Problem requirements.
Reproduce all the items below, swapping every "JSON array" for "JSON list" and keeping everything else unchanged.

------------------------------------------------------------------------

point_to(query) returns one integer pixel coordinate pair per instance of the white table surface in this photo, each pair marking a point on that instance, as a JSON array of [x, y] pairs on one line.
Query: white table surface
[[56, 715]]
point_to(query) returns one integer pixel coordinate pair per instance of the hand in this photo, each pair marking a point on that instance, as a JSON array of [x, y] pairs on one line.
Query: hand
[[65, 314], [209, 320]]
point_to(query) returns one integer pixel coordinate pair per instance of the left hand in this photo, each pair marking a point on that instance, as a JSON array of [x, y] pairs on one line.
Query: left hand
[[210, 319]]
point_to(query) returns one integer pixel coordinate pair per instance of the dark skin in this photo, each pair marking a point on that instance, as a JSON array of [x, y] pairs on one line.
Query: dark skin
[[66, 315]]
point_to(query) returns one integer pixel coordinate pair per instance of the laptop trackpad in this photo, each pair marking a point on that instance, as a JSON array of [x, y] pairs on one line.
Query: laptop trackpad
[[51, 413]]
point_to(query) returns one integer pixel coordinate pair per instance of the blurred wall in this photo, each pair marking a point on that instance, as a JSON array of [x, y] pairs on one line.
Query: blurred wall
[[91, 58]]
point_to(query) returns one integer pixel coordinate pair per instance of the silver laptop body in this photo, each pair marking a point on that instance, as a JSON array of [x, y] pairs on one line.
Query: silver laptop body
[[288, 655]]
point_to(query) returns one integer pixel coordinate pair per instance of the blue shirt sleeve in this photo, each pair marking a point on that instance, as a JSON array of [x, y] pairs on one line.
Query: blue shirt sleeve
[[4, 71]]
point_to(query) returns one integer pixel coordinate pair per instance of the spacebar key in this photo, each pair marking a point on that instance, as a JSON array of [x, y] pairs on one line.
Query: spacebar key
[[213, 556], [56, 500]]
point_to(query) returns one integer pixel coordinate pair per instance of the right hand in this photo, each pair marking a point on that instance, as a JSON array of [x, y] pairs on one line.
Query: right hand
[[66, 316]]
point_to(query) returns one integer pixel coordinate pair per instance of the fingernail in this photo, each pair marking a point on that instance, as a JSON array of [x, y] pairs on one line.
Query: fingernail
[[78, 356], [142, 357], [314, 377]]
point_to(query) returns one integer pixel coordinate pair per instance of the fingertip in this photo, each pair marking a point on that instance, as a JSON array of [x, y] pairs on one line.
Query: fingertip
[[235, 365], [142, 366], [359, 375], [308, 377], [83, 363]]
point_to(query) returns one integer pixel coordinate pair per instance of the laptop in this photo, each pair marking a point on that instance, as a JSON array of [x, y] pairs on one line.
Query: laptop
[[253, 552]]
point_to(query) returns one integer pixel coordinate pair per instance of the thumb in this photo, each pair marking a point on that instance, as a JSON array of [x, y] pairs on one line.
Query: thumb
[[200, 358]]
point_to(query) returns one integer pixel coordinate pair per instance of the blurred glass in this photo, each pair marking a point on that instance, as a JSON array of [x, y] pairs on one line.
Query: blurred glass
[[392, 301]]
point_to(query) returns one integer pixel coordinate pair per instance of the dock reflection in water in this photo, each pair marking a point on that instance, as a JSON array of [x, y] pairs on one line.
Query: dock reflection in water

------------------------------------------------------------------------

Correct answer.
point_to(query) returns one integer pixel coordinate pair per instance of the white table surface in this photo, each pair marking a point on that instance, as a JSON list of [x, y] pairs on one line.
Query: white table surface
[[56, 715]]
point_to(query) returns one integer pixel coordinate pair per instance of the hand in this photo, each pair marking a point on that instance, as a JSON list of [x, y] pairs on one line.
Query: hand
[[65, 314], [209, 320]]
point_to(query) returns one integer pixel coordinate pair per instance of the left hand in this photo, each pair marking a point on that instance, as a JSON list of [x, y] pairs on one line.
Query: left hand
[[210, 319]]
point_to(query) returns one integer pixel coordinate pair per instance of the dark skin in this photo, each pair marking a point on that instance, as a JSON list of [x, y] pairs on one line.
Query: dark skin
[[66, 315]]
point_to(query) returns one integer pixel coordinate pair per instance of the laptop trackpad in this photo, each pair marking a point on that instance, as a JSON list of [x, y] pairs on one line.
Query: laptop trackpad
[[51, 413]]
point_to(query) returns one integer pixel coordinate pair per instance of the blurred wall in this photo, each pair marking a point on that instance, as a JSON list of [x, y] pairs on one line.
Query: blurred wall
[[91, 58]]
point_to(query) returns one integer pixel coordinate pair per instance of the silver laptop body in this photo, each pair marking a point on that instance, as a JSON list of [x, y] pairs on one line.
Query: silver laptop body
[[288, 655]]
point_to(query) returns one integer pixel coordinate pair per instance of the blue shirt sleeve in this photo, each pair marking a point on that instance, as a JSON list of [x, y] pairs on one line.
Query: blue shirt sleeve
[[4, 71]]
point_to(query) returns one integer pixel coordinate pair per instance of the spacebar key in this photo, each pair marking a point on that instance, as a JSON list of [x, y] pairs on one line.
Query: spacebar key
[[213, 556], [56, 500]]
point_to(query) returns one integer pixel coordinate pair per instance of the right hand in this photo, each pair marking a point on that instance, as a JSON list of [x, y] pairs on one line.
Query: right hand
[[66, 316]]
point_to(query) returns one integer pixel coordinate pair per instance of the fingernail in this photo, each pair marking a point on that instance, as a JSON list of [x, y] pairs on one line.
Query: fingernail
[[78, 356], [142, 357], [314, 377]]
point_to(query) returns one integer pixel coordinate pair per instance of the fingertip in this photo, each pair marking a point on that instance, as a JSON list of [x, y] pairs on one line.
Query: fingertip
[[235, 365], [142, 366], [359, 375], [308, 377], [83, 363]]
point_to(query) returns one integer pixel coordinate pair per instance of the laptop in this photo, each pair marking a point on that instance, as a JSON list of [x, y] pairs on one line.
Query: laptop
[[253, 552]]
point_to(query) returns one integer pixel coordinate pair per instance of the thumb in this photo, each pair marking a point on that instance, as a JSON list of [x, y] pairs on one line.
Query: thumb
[[200, 358]]
point_to(query) returns one integer pixel coordinate pair per instance of the blurred glass in this photo, each pair marking a point on that instance, as a JSON list of [x, y] pairs on one line.
Query: blurred glass
[[392, 301]]
point_to(query) returns one integer pixel coordinate pair per instance of the dock reflection in water in this photo, each pair marking a point on that instance, as a JSON list of [x, y] pairs on one line.
Query: dock reflection in water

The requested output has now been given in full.